• REQUIRED WORK:
1. Answer these questions using the passage on seasonal loneliness:
(a) Which two holidays does the passage say occur during the colder months?
(b) What name does the passage give to the rise in people seeking companionship during colder months?
(c) According to the "Volunteer" suggestion, what can helping others create?
2. Write a continuation of the passage on seasonal loneliness, beginning after its final sentence.

• TEXT BLOCK:
────────────────

Lastly, two of our biggest holidays occur during the colder months. While Thanksgiving and Christmas may bring holiday cheer for some, many of my clients find these celebrations emotionally charged and exhausting, often exacerbating feelings of loneliness and inadequacy. Complicated dynamics between family members, unmet expectations, and unresolved conflicts may amplify seasonal symptoms during this time of year. As a result, some may retreat to isolation in an attempt to avoid additional stress, anxiety, and depression that may accompany this season.
This time of year is infamously known as “Cuffing season”—or the rise in people seeking companionship during colder months. And while finding your perfect cuffing partner may help ward off those seasonal blues, it’s not the only solution. Here are a few additional approaches to consider from Dove, Ashley McGirt and Meagan Watson:
Connect with Others: Reach out to friends or family through calls, texts, or video chats. Plan regular catch-ups.
Join Groups or Clubs: Engage in local community events, clubs, or online groups that share your interests.
Volunteer: Helping others can create a sense of connection and purpose.
Practice Self-Care: Engage in activities that promote well-being, like exercise, hobbies, or mindfulness.
Seek Professional Help: Consider talking to a therapist or counselor if loneliness feels overwhelming.
Stay Active: Regular physical activity can boost mood and energy, making social interactions easier.
Explore New Interests: Learning something new can connect you with like-minded individuals.
Prioritize connection and seek spaces of belonging. Ask yourself: With whom do I feel most safe? What contributes to my sense of connection within? What environments, people, activities, and communities make me feel I belong? Focus on scheduling time with people, planning activities, and seeking out communities that nurture connection and belonging during the colder months. When we seek out people, places, and spaces where connection and belonging exist, it’s easier to prioritize and remember (especially during times of loneliness) the environments that already nourish and support us.

────────────────

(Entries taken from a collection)
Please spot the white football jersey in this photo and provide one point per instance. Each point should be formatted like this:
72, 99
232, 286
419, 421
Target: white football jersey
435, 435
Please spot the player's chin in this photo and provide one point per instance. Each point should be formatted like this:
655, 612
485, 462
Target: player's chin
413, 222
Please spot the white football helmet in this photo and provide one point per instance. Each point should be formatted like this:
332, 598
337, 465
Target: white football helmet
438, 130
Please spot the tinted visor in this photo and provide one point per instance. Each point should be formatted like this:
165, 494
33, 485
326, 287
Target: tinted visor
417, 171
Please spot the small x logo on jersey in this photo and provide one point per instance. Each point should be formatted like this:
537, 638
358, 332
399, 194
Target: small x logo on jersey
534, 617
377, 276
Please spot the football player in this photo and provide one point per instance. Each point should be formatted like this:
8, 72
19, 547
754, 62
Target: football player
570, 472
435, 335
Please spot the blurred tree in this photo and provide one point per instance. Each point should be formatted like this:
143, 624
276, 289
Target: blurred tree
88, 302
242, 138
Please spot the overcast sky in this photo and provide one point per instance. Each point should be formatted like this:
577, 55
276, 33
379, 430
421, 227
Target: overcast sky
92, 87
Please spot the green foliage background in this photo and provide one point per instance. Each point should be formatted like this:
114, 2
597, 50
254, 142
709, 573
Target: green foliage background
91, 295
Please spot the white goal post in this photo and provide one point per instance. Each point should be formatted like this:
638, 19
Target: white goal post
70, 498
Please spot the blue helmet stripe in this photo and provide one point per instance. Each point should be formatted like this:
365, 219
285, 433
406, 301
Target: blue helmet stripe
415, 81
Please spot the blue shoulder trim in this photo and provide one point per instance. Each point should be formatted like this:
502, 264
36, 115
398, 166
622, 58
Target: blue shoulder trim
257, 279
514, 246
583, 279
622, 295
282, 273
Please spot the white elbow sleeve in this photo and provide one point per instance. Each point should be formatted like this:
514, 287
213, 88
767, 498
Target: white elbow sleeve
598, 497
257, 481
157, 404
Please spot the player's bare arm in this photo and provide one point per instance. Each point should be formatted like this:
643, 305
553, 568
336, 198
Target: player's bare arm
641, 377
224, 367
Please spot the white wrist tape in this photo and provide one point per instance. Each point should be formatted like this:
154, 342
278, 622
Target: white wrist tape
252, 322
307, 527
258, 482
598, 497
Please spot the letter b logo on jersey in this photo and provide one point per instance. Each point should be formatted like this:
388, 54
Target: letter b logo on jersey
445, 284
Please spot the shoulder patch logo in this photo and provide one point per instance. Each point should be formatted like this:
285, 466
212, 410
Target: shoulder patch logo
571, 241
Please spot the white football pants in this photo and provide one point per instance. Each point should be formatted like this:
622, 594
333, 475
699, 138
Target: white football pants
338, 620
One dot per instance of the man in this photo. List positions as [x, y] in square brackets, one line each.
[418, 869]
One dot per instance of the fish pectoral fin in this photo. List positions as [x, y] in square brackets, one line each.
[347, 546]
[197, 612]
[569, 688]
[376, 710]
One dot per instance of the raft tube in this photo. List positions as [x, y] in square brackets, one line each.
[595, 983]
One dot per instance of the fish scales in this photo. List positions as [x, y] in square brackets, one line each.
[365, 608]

────────────────

• TASK RESULTS:
1.
(a) Thanksgiving and Christmas.
(b) "Cuffing season."
(c) A sense of connection and purpose.

2.
Remind yourself that loneliness is a natural part of the human experience: We are designed to feel and process loss and loneliness. To experience the full spectrum of feeling, we need to create space for all we think without pressure to change or eliminate it immediately. As the months get colder and holiday seasons approach, it’s easy to see all the things you don’t have in your life vs the ones you do. Building a self-compassion-focused gratitude practice that helps you see loneliness as an average human experience can be a grounding practice. You don’t need to reframe your loneliness into gratitude or suppress it in favor of self-compassion. Instead, allow loneliness to exist alongside what you are grateful for and the practices that offer you compassionate room to feel what you feel.
Engage in group activities that distract and contribute: Volunteering, hobbies, group exercise, group therapy, etc., are all great examples of activities that temporarily distract you from the sensations and feelings associated with loneliness. Some activities, like community volunteering and group therapy, allow you to hold space for other people’s feelings, make a valuable contribution to the lives of others, and feel supported as you support others. Mindfulness around how long and often you are distracted away from loneliness is vital. Watching a comfort show or FaceTiming your best friend who lives an ocean away might relieve feelings at the moment, but you will likely not get rid of them altogether. Commit to returning to the feelings of loneliness when they re-emerge, and examine them with intentional care and compassion for yourself in the process. If it feels challenging to do this, contact a professional to help you sort through the complex emotions you might be experiencing.